Start of EXERCISE MATERIALS
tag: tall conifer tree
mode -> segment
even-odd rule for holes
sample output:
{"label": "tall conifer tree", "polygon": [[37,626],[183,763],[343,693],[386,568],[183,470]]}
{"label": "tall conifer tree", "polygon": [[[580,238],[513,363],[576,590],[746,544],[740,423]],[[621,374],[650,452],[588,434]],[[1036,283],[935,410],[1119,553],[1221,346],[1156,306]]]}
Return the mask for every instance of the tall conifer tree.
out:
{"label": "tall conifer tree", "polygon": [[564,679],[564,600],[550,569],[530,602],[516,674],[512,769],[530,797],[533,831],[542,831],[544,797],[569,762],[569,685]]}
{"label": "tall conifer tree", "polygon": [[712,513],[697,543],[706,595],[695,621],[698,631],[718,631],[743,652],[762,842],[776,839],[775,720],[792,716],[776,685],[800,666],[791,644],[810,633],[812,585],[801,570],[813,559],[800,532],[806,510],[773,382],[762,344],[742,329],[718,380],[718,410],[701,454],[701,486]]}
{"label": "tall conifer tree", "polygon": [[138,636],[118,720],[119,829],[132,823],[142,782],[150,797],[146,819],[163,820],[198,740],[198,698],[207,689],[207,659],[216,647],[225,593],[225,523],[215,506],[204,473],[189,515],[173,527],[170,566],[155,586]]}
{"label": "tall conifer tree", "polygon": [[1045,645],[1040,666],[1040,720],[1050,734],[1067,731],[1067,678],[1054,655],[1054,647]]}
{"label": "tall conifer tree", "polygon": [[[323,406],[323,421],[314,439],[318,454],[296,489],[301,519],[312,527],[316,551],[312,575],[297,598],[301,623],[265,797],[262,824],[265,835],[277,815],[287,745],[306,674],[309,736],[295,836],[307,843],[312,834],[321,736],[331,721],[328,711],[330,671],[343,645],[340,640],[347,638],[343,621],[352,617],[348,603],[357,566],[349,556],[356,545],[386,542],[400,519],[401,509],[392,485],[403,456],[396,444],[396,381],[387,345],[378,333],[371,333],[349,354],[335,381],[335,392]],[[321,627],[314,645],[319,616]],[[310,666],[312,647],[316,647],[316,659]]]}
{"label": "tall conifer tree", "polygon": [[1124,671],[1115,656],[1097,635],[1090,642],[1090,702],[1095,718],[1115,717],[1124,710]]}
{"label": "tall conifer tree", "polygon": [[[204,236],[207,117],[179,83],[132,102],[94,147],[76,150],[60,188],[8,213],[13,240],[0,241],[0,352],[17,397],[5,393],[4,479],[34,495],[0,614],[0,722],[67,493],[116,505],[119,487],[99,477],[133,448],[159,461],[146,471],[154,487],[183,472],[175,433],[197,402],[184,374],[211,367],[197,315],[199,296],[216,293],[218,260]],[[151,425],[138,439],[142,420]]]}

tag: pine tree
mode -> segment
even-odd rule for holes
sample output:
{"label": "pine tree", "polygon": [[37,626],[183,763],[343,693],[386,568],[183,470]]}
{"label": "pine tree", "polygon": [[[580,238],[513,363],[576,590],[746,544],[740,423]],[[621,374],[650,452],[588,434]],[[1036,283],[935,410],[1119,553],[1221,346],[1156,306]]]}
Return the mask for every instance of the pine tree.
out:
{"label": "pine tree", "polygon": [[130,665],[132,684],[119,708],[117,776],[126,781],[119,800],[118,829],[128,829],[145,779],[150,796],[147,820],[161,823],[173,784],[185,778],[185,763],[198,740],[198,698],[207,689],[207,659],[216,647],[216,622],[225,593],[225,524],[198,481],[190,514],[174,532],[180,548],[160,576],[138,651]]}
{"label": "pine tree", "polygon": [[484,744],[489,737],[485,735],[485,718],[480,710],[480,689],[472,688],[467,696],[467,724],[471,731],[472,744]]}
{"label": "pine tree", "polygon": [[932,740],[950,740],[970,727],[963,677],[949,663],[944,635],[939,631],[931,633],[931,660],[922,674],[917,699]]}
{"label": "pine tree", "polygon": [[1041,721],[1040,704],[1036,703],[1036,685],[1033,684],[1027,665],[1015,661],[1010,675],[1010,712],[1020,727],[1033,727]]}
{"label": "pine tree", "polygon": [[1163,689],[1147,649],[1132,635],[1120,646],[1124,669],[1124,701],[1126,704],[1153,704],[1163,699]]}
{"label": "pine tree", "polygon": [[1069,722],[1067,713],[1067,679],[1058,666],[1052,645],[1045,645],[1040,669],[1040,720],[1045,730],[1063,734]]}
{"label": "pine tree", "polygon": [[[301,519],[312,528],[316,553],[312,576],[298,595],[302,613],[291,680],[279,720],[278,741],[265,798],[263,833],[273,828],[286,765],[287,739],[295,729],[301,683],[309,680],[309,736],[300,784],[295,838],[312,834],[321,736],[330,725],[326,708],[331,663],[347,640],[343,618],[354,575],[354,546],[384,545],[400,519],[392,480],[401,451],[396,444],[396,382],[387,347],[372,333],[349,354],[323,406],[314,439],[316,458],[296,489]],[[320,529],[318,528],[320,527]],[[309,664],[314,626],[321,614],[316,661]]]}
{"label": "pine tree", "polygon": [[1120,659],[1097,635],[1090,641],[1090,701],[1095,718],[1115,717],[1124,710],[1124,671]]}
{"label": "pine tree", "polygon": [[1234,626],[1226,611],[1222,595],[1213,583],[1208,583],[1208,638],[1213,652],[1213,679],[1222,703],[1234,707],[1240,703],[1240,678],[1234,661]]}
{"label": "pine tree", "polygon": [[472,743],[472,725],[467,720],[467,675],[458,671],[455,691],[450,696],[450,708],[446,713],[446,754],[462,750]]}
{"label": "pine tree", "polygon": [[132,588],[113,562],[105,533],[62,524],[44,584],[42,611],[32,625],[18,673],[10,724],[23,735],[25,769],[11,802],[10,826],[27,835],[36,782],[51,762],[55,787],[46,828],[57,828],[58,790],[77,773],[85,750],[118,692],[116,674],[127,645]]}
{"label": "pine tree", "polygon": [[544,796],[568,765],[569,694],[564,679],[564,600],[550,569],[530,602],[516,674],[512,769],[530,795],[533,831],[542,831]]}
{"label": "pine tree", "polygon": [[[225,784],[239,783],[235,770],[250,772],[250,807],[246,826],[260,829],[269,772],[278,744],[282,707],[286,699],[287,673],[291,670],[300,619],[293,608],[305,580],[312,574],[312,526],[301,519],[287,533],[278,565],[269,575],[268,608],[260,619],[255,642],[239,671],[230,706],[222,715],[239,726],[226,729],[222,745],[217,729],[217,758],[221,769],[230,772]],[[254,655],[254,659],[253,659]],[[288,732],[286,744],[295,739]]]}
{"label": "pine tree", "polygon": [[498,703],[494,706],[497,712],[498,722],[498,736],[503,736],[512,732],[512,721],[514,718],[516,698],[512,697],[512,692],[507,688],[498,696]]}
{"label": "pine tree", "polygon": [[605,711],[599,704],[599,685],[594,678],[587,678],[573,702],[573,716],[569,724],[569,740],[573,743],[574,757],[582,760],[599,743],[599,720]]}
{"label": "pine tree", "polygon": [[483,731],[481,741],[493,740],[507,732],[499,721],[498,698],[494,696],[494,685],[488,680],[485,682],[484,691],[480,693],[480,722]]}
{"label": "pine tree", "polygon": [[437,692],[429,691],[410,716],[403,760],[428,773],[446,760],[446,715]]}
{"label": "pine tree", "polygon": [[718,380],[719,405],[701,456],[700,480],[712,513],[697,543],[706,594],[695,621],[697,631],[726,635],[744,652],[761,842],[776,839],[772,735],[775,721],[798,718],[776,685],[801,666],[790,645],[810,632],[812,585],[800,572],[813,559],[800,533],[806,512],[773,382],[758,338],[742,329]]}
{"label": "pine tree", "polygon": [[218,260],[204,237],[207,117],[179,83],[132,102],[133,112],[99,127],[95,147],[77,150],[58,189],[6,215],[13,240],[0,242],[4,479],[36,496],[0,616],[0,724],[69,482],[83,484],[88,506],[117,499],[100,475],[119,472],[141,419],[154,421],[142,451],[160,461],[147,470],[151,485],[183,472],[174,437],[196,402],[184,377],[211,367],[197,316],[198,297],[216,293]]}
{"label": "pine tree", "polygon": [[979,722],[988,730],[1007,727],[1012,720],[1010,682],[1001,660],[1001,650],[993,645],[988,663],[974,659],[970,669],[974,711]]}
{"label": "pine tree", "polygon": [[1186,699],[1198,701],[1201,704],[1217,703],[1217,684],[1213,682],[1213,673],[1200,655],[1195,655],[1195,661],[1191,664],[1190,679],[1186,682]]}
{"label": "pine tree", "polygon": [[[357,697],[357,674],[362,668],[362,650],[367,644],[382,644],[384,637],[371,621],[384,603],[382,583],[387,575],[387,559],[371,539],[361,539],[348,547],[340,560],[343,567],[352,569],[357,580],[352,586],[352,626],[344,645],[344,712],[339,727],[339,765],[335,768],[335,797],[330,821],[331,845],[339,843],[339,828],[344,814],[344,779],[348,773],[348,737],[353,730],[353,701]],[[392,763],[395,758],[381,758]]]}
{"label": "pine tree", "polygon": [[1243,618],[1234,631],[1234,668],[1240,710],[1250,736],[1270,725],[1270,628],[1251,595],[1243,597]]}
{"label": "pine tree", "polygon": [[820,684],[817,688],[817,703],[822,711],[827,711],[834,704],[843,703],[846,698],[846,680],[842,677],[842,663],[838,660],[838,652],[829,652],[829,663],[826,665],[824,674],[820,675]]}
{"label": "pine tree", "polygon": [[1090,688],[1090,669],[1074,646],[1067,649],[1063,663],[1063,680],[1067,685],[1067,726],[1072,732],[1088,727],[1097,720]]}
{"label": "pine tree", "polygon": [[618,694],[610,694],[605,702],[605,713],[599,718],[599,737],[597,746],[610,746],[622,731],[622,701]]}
End of EXERCISE MATERIALS
PROBLEM TO WORK ON: State how many of the lines above contain the word "every". Reply with the number alone.

RESULT: 2